**The problem**: Pick up the passage below on the Bill's grants for machinery, plant and buildings, and continue it from its last sentence.

**Page text**:
Subsection (2) requires the Board, in making a grant, to impose conditions for securing that the machinery or plant will continue to serve the purposes of the Act. The intention is to avoid the taxpayers' money from being used to help the purchase of plant and machinery which will not go to provide employment in developing districts. The method of securing this end will be to require repayment of the grant in whole or in part if the plant and machinery for which it was given ceases to be used for the purpose specified.

Clause 2 of the Bill alters the existing provision for calculating the building grant available to firms putting up their own building. At present, under the principal Act, the grant is fixed at 85 per cent. of the difference between the cost of putting up a building of the size required by the applicant and reasonably suitable for his purposes, and the value of such a building on sale in the open market. What is done in practice is that the Ministry of Public Building and Works estimate the cost of the kind of building required in the light of plans and specifications produced by the applicant, and the district valuer assesses the market value of this hypothetical building. The intention behind this rather complex provision was to give the owner of a factory an initial grant roughly corresponding to the benefit that a tenant of a Board of Trade factory gets from the favourable rentals (based also on current market values) on which these factories are let. But the present formula suffers the disadvantage that a prospective employer has no idea at the outset how much he will get. Moreover, the grants have tended to vary widely between one place an another and on average to work out rather lower than might be expected—about one-sixth of the building cost.

**Information supplied**:
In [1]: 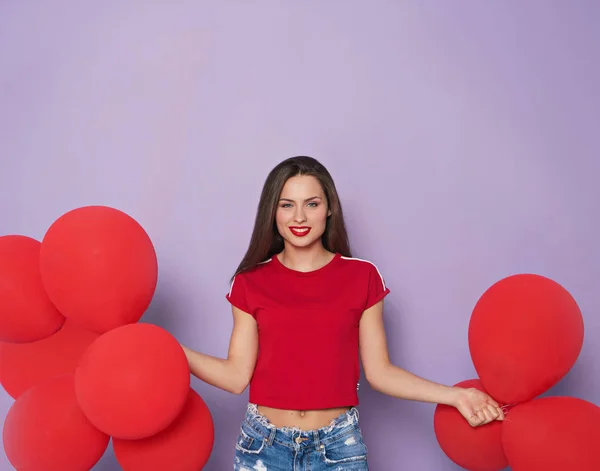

**Answer to this problem**:
The Government, therefore, propose to substitute for this complex formula, which has proved so uncertain in its outcome, a standard grant of 25 per cent. of the actual cost of the building, excluding unnecessary or extravagant items. This will mean a substantially higher average grant that has hitherto been paid and, more important, one which the prospective employer will know from the start will cover a quarter of his reasonable building costs. The grant will be available for extensions and for adaptations of existing buildings, as well as for new buildings. Buildings are defined as including structures, so that developments such as docks will be eligible to be considered. The new method of calculation will be applied in all cases where an offer had not been made before April 3.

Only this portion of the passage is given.